■ TEXTO DO DOCUMENTO
-=-=-=-=-

Danilo Giroldo - Contos de morte
Esta perturbadora coletânea de contos de Danilo Giroldo lembra o estilo de Chuck Palahniuk e alguns dos adjetivos normalmente associados aos livros do polêmico escritor norte-americano, tais como: macabro, nauseante e brutal. De fato, a temática abordada e até mesmo os trechos selecionados nesta resenha podem ser considerados fortes para os leitores de maior sensibilidade. No entanto, aqueles que conseguirem superar o desconforto das passagens mais bizarras, encontrarão uma obra que explora os limites da condição humana sem concessões, função de toda boa literatura. Alguns contos se enquadram no gênero de horror e na literatura fantástica, enquanto outros exploram aspectos psicológicos e distorções provocadas por uma vida sem esperança.
Resta aos personagens desajustados lidar com a insanidade e a violência de uma sociedade decadente. Contudo, as situações mais cruéis podem estar se repetindo no automatismo do cotidiano que vai eliminando aos poucos os sinais de humanidade das pessoas, como descreve o protagonista do conto Cordyceps: "Eu sou o mais morto nos horários em que a morte impera. Completamente absorvido pela tela. Escravo das teclas. Os comprimidos que tomo de manhã funcionam muito bem. Só não escondem as olheiras e o tom acinzentado da pele. É só me olhar para concluir que estou podre por dentro. [...] Sou o mais zumbi dentre todos que dividem o departamento comigo. Embora contraditório, zumbis e robôs, neste caso, são sinônimos quase perfeitos. [...]"

-=-=-=-=-

■ Entradas de contorno rotuladas
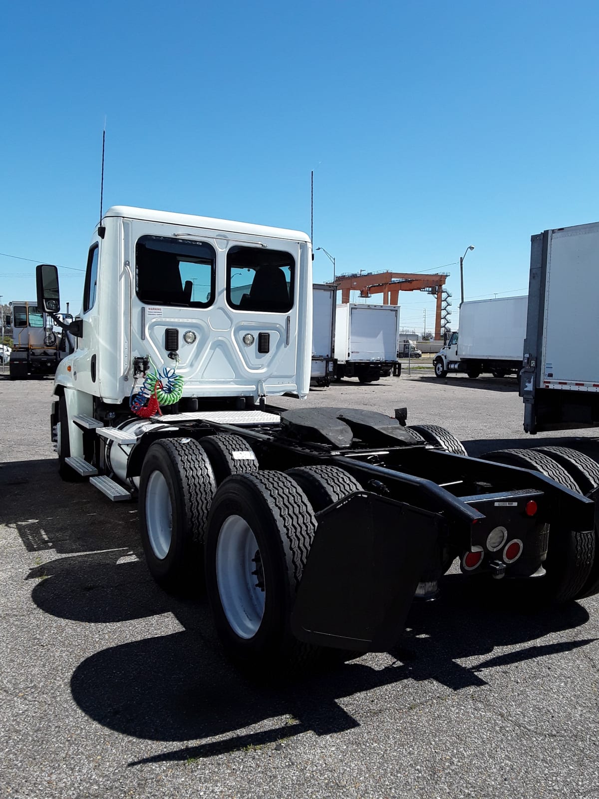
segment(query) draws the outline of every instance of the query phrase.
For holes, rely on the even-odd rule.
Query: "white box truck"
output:
[[[399,305],[338,305],[335,335],[337,380],[357,377],[360,383],[372,383],[391,372],[399,375]]]
[[[599,222],[533,236],[520,396],[527,433],[599,425]]]
[[[312,385],[328,386],[335,373],[335,308],[337,287],[312,285]]]
[[[518,374],[522,366],[528,297],[474,300],[460,307],[459,331],[451,333],[433,365],[437,377],[465,372],[478,377]]]

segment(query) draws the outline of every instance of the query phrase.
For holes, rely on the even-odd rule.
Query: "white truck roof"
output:
[[[300,230],[284,228],[270,228],[264,225],[250,222],[235,222],[228,219],[212,219],[210,217],[196,217],[190,213],[173,213],[171,211],[153,211],[147,208],[133,208],[129,205],[113,205],[104,214],[108,217],[122,217],[125,219],[139,219],[148,222],[161,222],[187,228],[202,228],[230,233],[245,233],[250,236],[264,236],[273,239],[291,239],[292,241],[310,241],[310,237]]]

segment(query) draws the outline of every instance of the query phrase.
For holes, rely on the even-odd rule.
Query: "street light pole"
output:
[[[319,250],[319,249],[321,249],[323,251],[323,252],[324,252],[324,254],[327,256],[327,257],[328,258],[328,260],[333,264],[333,283],[335,283],[335,258],[331,255],[330,252],[327,252],[327,250],[323,247],[317,247],[316,248],[317,251]]]
[[[464,268],[463,268],[464,258],[466,258],[466,255],[468,254],[468,250],[474,248],[474,244],[469,244],[469,246],[466,248],[466,252],[464,252],[464,254],[460,257],[460,289],[461,289],[460,296],[462,297],[460,305],[464,301]]]

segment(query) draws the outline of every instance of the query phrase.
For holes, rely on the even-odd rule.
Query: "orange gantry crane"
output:
[[[370,297],[373,294],[383,294],[383,305],[397,305],[399,292],[426,292],[437,298],[434,315],[434,338],[442,337],[442,328],[446,326],[449,317],[449,297],[451,295],[444,290],[448,272],[437,275],[418,275],[404,272],[371,272],[367,274],[341,275],[334,281],[341,292],[341,302],[350,301],[350,292],[359,291],[361,297]]]

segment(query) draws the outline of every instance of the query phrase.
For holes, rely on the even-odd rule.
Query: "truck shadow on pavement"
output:
[[[434,376],[422,376],[422,383],[432,383],[436,386],[449,386],[454,388],[482,388],[486,392],[504,392],[518,394],[518,381],[515,377],[468,377],[466,375],[449,375],[446,378]]]
[[[360,724],[339,704],[355,694],[404,680],[434,681],[445,694],[484,686],[501,679],[510,666],[595,640],[540,644],[543,636],[585,624],[585,609],[573,603],[560,613],[527,615],[510,606],[502,586],[494,583],[481,594],[462,575],[451,574],[444,580],[442,602],[414,607],[395,650],[301,679],[279,675],[260,682],[240,674],[225,658],[205,599],[162,592],[131,549],[58,559],[32,570],[29,578],[38,581],[34,602],[53,616],[102,624],[170,613],[184,628],[91,654],[71,678],[74,701],[98,724],[138,738],[186,742],[131,765],[210,757],[306,731],[343,732]],[[498,646],[517,648],[494,655]],[[469,658],[476,663],[458,662]],[[379,712],[375,703],[380,701],[370,700],[371,712]],[[251,729],[264,725],[268,729]],[[209,740],[219,737],[224,737]],[[190,741],[200,742],[189,745]]]
[[[52,617],[89,625],[88,634],[81,626],[72,634],[79,642],[87,635],[93,653],[71,677],[75,702],[99,725],[165,745],[165,752],[130,765],[211,757],[306,731],[342,732],[386,706],[387,699],[366,693],[374,689],[432,681],[438,684],[429,692],[434,701],[505,679],[506,670],[520,662],[594,640],[572,640],[570,631],[589,620],[581,605],[529,615],[510,606],[501,582],[482,591],[461,574],[449,574],[441,601],[415,605],[393,651],[301,679],[250,680],[220,650],[200,579],[184,598],[165,594],[151,579],[135,506],[113,506],[91,486],[63,483],[59,491],[53,460],[10,467],[0,470],[0,490],[10,487],[1,515],[17,530],[26,551],[35,554],[24,575],[31,581],[32,599]],[[47,487],[32,491],[32,483]],[[48,559],[52,551],[59,557]],[[173,619],[181,628],[174,632]],[[113,628],[114,637],[125,642],[95,651],[93,625],[135,621],[134,628]],[[160,630],[165,634],[157,634]],[[547,635],[550,642],[538,642]],[[494,654],[496,647],[510,649]],[[467,658],[474,662],[460,662]],[[406,712],[411,690],[407,682]],[[359,718],[342,706],[351,706],[349,698],[356,694]],[[170,750],[173,742],[182,745]]]

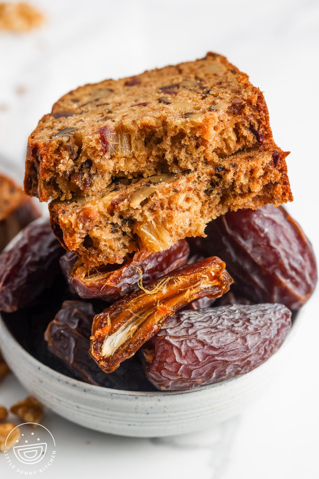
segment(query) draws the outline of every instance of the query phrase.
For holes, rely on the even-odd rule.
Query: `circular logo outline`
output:
[[[9,436],[11,433],[13,431],[14,431],[15,429],[16,429],[17,428],[18,428],[18,427],[20,427],[21,426],[24,426],[25,424],[34,424],[36,426],[40,426],[41,427],[43,427],[44,429],[45,429],[45,430],[46,431],[47,431],[47,432],[49,433],[49,434],[51,436],[51,437],[52,438],[52,440],[53,441],[54,445],[55,447],[55,440],[54,437],[53,437],[53,435],[52,434],[52,433],[51,432],[51,431],[49,431],[49,430],[48,429],[48,428],[46,428],[46,427],[45,427],[45,426],[43,426],[42,424],[38,424],[37,422],[22,422],[21,424],[19,424],[17,426],[16,426],[15,427],[14,427],[13,429],[11,430],[11,431],[10,431],[10,432],[9,433],[9,434],[7,436],[7,437],[6,438],[6,441],[5,441],[5,445],[5,445],[5,447],[7,445],[7,441],[8,441],[8,438],[9,438]],[[22,435],[23,435],[23,434],[22,434]],[[44,446],[44,445],[45,445],[44,452],[44,454],[43,454]],[[39,459],[37,459],[37,460],[34,461],[34,462],[32,462],[31,460],[28,460],[27,459],[25,461],[24,461],[23,460],[23,459],[22,458],[22,457],[21,457],[21,456],[20,456],[20,454],[19,453],[19,452],[16,453],[16,451],[15,450],[17,448],[18,448],[19,449],[21,449],[23,448],[24,448],[24,449],[27,449],[28,448],[31,448],[33,446],[36,446],[36,448],[38,448],[39,446],[42,446],[42,451],[41,451],[41,456],[40,457]],[[13,450],[13,454],[14,454],[14,456],[15,456],[15,457],[20,462],[21,462],[21,463],[22,463],[22,464],[27,464],[27,465],[33,465],[33,464],[37,464],[37,463],[40,462],[40,461],[42,461],[42,459],[44,457],[44,456],[45,456],[45,454],[46,453],[47,446],[47,443],[36,443],[35,444],[30,444],[30,445],[29,445],[27,446],[14,446],[12,448],[12,450]],[[37,455],[36,455],[36,456],[35,456],[35,458],[37,458],[37,457],[38,457]]]

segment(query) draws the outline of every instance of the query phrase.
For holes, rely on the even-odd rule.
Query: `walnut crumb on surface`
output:
[[[0,3],[0,29],[20,33],[40,26],[43,15],[27,3]]]
[[[16,444],[16,441],[20,439],[21,436],[20,430],[18,427],[15,428],[15,429],[14,428],[15,428],[14,424],[11,422],[0,424],[0,451],[1,452],[11,449]],[[8,435],[12,429],[14,429],[14,431],[10,434],[6,444]]]
[[[44,408],[37,399],[29,396],[12,406],[10,411],[26,422],[38,423],[43,416]]]

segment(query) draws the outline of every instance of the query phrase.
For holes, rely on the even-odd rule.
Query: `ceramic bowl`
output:
[[[34,222],[46,221],[41,218]],[[8,245],[11,248],[21,237]],[[132,392],[91,386],[48,367],[28,353],[0,316],[0,348],[10,369],[27,391],[57,414],[86,427],[122,436],[163,437],[219,424],[240,412],[285,370],[301,310],[280,349],[251,372],[191,391]],[[23,321],[23,318],[21,318]]]
[[[262,394],[278,370],[303,312],[284,344],[264,364],[242,376],[191,391],[134,392],[91,386],[57,372],[27,353],[0,317],[0,347],[29,392],[57,414],[104,433],[142,437],[189,433],[222,422]],[[22,318],[23,320],[23,318]]]

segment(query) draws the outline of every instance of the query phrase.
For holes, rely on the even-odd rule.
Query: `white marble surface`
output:
[[[21,180],[28,134],[78,85],[203,56],[227,56],[264,91],[274,136],[290,150],[289,211],[319,253],[317,148],[319,6],[314,1],[34,2],[46,15],[31,34],[0,34],[0,168]],[[307,179],[306,179],[307,178]],[[165,439],[103,435],[48,411],[57,456],[46,478],[154,479],[318,477],[318,290],[287,352],[286,374],[240,417]],[[25,391],[0,384],[9,406]],[[13,419],[13,418],[12,418]],[[16,477],[0,456],[0,477]]]

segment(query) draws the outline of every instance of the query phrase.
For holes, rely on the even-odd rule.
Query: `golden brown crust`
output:
[[[261,91],[209,53],[62,97],[29,137],[25,191],[41,201],[95,194],[115,177],[198,171],[271,137]]]
[[[270,141],[220,157],[200,172],[118,180],[97,195],[52,202],[51,226],[62,245],[91,267],[121,263],[140,248],[163,251],[204,236],[207,223],[228,210],[291,201],[287,154]]]

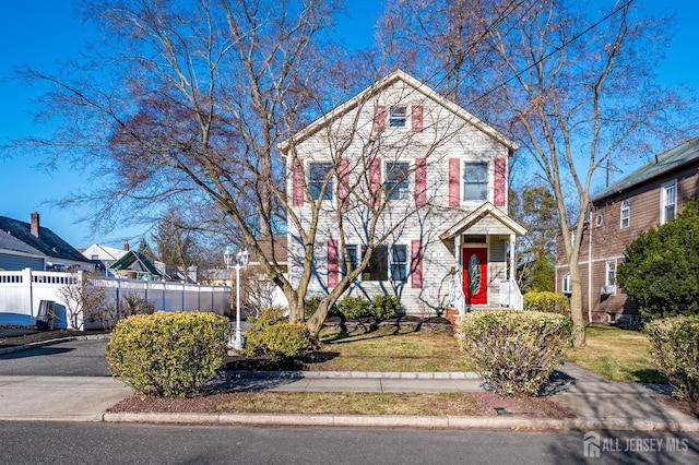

-=-=-=-=-

■ TAREFA SOLICITADA
Cite literalmente o trecho da resenha sobre Contos de morte que começa em "Danilo Giroldo - Contos" e vai até "vida sem esperança.", inclusive. O material não é necessário para esta tarefa.

■ RESPOSTA REDIGIDA
Danilo Giroldo - Contos de morte
Esta perturbadora coletânea de contos de Danilo Giroldo lembra o estilo de Chuck Palahniuk e alguns dos adjetivos normalmente associados aos livros do polêmico escritor norte-americano, tais como: macabro, nauseante e brutal. De fato, a temática abordada e até mesmo os trechos selecionados nesta resenha podem ser considerados fortes para os leitores de maior sensibilidade. No entanto, aqueles que conseguirem superar o desconforto das passagens mais bizarras, encontrarão uma obra que explora os limites da condição humana sem concessões, função de toda boa literatura. Alguns contos se enquadram no gênero de horror e na literatura fantástica, enquanto outros exploram aspectos psicológicos e distorções provocadas por uma vida sem esperança.